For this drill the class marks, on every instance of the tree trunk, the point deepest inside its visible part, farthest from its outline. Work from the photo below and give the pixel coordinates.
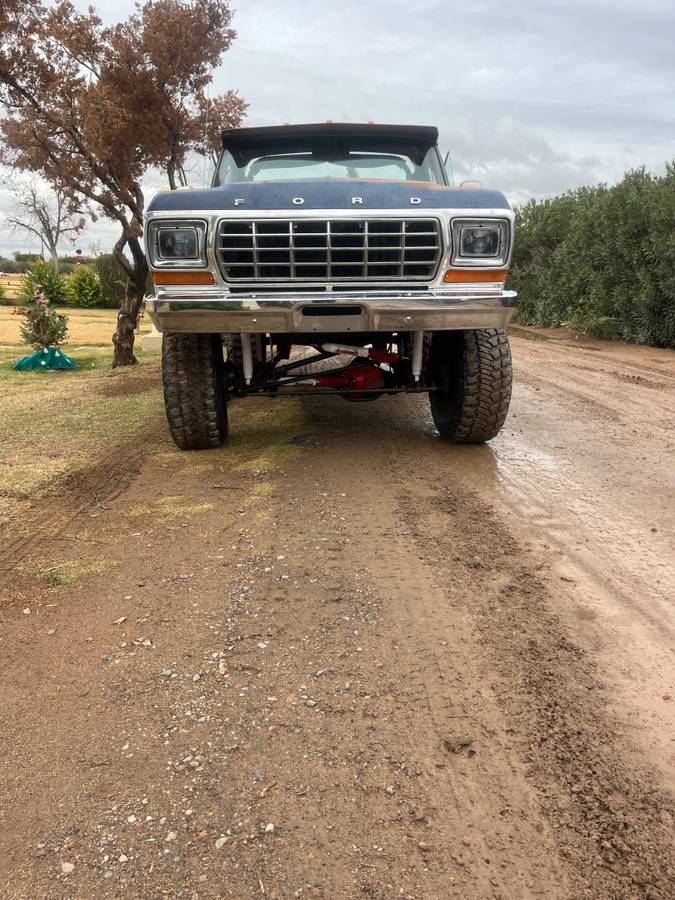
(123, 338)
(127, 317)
# # # #
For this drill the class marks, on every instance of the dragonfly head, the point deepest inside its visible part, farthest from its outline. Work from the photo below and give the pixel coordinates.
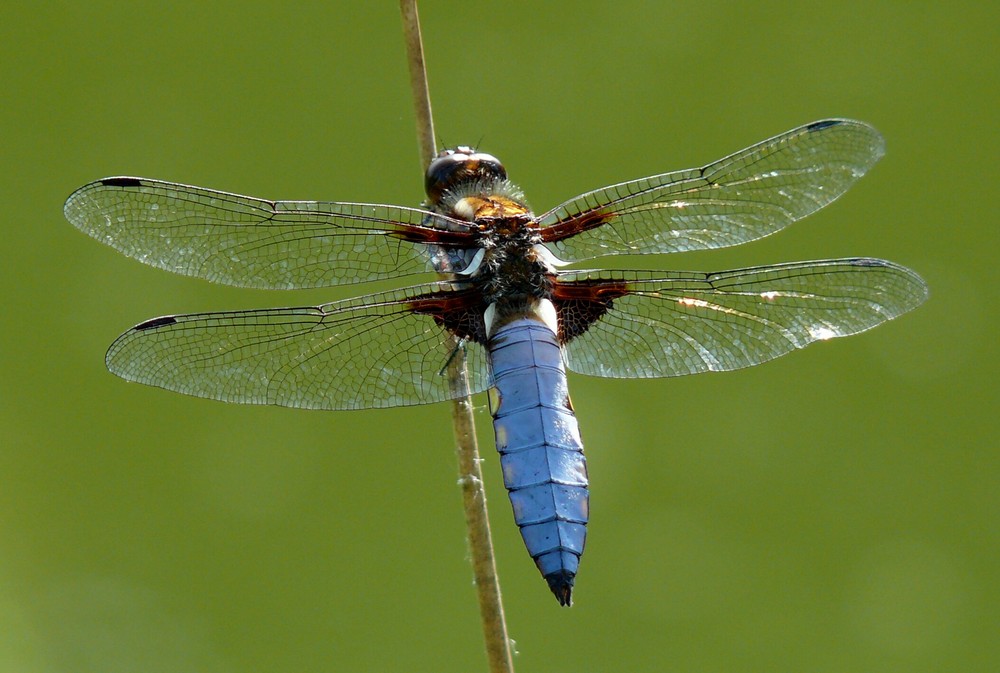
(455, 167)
# # # #
Required task:
Count the lines in the rows above that contain the string "dragonfly", treating uppercase and lowercase as different, and reply with only that number.

Output:
1